INSTRUCTION:
Reproduce all of the records below word for word, line by line, without changing anything.
— begin DATA —
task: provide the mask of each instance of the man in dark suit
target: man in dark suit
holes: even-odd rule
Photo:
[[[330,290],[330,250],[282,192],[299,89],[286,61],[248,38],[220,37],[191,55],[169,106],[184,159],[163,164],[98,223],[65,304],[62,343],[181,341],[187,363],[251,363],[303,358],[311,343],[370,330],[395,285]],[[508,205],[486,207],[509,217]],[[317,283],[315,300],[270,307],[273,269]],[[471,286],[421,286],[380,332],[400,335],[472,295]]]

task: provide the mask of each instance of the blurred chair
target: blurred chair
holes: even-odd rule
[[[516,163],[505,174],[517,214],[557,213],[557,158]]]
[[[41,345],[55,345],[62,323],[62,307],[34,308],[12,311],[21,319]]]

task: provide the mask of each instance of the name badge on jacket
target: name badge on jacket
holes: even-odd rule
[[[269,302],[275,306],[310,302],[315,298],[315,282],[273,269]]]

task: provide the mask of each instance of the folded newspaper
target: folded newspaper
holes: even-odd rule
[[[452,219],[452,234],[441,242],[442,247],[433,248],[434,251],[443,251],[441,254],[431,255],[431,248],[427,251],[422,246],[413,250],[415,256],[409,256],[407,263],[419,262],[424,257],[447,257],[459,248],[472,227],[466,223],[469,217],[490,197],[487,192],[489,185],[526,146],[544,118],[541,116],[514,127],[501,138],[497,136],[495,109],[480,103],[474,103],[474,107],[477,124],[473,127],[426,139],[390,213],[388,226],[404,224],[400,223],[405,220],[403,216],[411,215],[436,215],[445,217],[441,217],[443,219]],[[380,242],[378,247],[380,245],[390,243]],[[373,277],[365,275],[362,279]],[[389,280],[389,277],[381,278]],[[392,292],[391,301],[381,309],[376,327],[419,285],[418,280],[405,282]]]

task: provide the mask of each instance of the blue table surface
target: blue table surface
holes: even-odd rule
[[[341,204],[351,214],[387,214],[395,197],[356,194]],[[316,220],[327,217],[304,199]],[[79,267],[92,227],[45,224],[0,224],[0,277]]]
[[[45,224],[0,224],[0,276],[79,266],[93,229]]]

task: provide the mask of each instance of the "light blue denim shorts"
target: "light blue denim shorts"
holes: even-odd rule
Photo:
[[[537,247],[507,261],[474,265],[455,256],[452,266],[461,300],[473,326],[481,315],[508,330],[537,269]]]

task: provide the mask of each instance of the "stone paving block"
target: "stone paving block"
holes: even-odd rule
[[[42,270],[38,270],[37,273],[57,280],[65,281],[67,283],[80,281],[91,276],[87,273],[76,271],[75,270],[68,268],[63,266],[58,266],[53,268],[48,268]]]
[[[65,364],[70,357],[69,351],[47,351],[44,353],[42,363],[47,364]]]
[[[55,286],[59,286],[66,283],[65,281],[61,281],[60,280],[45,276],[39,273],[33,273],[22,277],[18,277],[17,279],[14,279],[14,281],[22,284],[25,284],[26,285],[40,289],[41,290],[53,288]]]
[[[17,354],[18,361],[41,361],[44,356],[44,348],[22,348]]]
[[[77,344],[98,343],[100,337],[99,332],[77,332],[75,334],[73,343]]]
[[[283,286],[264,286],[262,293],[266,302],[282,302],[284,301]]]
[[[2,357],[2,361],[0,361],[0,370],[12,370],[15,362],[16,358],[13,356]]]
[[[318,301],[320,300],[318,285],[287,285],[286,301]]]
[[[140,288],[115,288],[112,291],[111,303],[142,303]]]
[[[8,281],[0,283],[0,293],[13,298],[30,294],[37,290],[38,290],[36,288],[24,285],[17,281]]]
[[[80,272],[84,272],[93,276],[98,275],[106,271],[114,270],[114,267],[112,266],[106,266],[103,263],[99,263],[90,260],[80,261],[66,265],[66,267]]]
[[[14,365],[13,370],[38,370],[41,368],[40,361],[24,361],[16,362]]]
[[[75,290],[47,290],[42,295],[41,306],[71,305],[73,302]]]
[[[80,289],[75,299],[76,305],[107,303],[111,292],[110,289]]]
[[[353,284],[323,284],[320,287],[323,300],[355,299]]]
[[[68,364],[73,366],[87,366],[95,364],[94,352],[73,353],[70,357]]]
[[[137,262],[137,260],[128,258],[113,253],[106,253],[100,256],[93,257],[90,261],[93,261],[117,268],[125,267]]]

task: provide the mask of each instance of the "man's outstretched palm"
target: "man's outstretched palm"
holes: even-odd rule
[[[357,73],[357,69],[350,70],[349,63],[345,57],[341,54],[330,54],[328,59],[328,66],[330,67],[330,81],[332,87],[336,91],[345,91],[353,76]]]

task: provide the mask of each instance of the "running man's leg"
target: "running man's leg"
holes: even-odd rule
— end DATA —
EXERCISE SOLUTION:
task: provide the mask of each instance of the man in dark suit
target: man in dark suit
holes: even-odd rule
Photo:
[[[330,290],[330,250],[282,192],[299,89],[286,61],[248,38],[220,37],[191,55],[169,106],[184,159],[163,164],[98,223],[65,304],[62,343],[181,341],[187,363],[251,363],[303,358],[311,343],[370,330],[395,285]],[[508,205],[486,207],[509,217]],[[317,283],[315,300],[270,307],[273,269]],[[471,286],[421,286],[380,332],[400,335],[472,295]]]

task: provide the mask of each instance of the blurred chair
target: blurred chair
holes: even-odd rule
[[[516,163],[505,174],[517,214],[557,213],[557,158]]]
[[[41,345],[55,345],[62,323],[62,307],[34,308],[12,311],[21,319]]]

task: provide the mask of each instance of the name badge on jacket
target: name badge on jacket
holes: even-odd rule
[[[269,302],[275,306],[310,302],[315,298],[315,282],[273,269]]]

task: provide the mask of each instance of the folded newspaper
target: folded newspaper
holes: even-odd rule
[[[452,219],[452,234],[441,242],[442,247],[433,248],[434,251],[443,251],[441,254],[431,255],[431,248],[427,251],[422,246],[413,250],[415,256],[409,256],[407,263],[419,262],[424,257],[447,257],[459,248],[472,227],[466,223],[469,217],[490,197],[487,192],[489,185],[526,146],[544,118],[541,116],[514,127],[501,138],[497,136],[495,109],[480,103],[474,103],[474,107],[477,124],[473,127],[426,139],[390,213],[388,226],[404,224],[400,223],[405,220],[403,216],[411,215],[436,215],[445,217],[441,217],[443,219]],[[380,242],[378,247],[380,245],[390,243]],[[373,277],[365,275],[362,279]],[[389,280],[389,277],[381,278]],[[392,292],[391,301],[381,309],[376,327],[419,285],[418,280],[405,282]]]

task: provide the mask of each instance of the blue table surface
target: blue table surface
holes: even-odd rule
[[[341,204],[351,214],[387,214],[395,197],[356,194]],[[316,220],[327,217],[304,199]],[[79,267],[92,227],[45,224],[0,224],[0,277]]]
[[[45,224],[0,224],[0,276],[79,266],[93,229]]]

task: provide the mask of each instance of the "light blue denim shorts"
target: "light blue denim shorts"
holes: even-odd rule
Photo:
[[[537,247],[507,261],[474,265],[455,256],[452,266],[461,300],[473,326],[481,315],[508,330],[537,269]]]

task: provide the mask of each instance of the "stone paving block"
target: "stone paving block"
holes: even-odd rule
[[[42,270],[38,270],[37,273],[57,280],[65,281],[67,283],[80,281],[91,276],[87,273],[76,271],[75,270],[68,268],[63,266],[58,266],[53,268],[48,268]]]
[[[65,364],[70,357],[69,351],[47,351],[44,353],[42,363],[47,364]]]
[[[55,286],[59,286],[66,283],[65,281],[61,281],[60,280],[45,276],[39,273],[33,273],[22,277],[18,277],[17,279],[14,279],[14,281],[22,284],[25,284],[26,285],[40,289],[41,290],[53,288]]]
[[[17,354],[18,361],[41,361],[44,356],[44,348],[22,348]]]
[[[77,344],[98,343],[100,337],[99,332],[77,332],[75,334],[73,343]]]
[[[283,286],[264,286],[262,293],[266,302],[282,302],[284,301]]]
[[[2,357],[2,361],[0,361],[0,370],[12,370],[15,362],[16,358],[13,356]]]
[[[318,301],[320,300],[318,285],[287,285],[286,301]]]
[[[140,288],[115,288],[112,291],[111,303],[142,303]]]
[[[8,281],[0,283],[0,293],[13,298],[30,294],[37,290],[38,290],[36,288],[24,285],[17,281]]]
[[[80,272],[84,272],[93,276],[98,275],[106,271],[114,270],[114,267],[112,266],[106,266],[103,263],[99,263],[90,260],[80,261],[66,265],[66,267]]]
[[[14,365],[13,370],[38,370],[41,368],[40,361],[24,361],[16,362]]]
[[[75,290],[47,290],[42,295],[41,306],[71,305],[73,302]]]
[[[80,289],[75,299],[76,305],[107,303],[111,292],[110,289]]]
[[[353,284],[323,284],[320,287],[323,300],[355,299]]]
[[[68,364],[73,366],[87,366],[95,364],[94,352],[73,353],[70,357]]]
[[[137,262],[137,260],[128,258],[113,253],[106,253],[100,256],[93,257],[90,261],[93,261],[117,268],[125,267]]]

task: provide the mask of each instance of the "man's outstretched palm"
target: "man's outstretched palm"
holes: even-odd rule
[[[357,73],[357,69],[350,70],[349,63],[345,57],[341,54],[330,54],[328,59],[328,66],[330,67],[330,81],[332,87],[336,91],[345,91],[353,76]]]

task: provide the mask of each instance of the "running man's leg"
target: "running man's leg"
holes: even-odd rule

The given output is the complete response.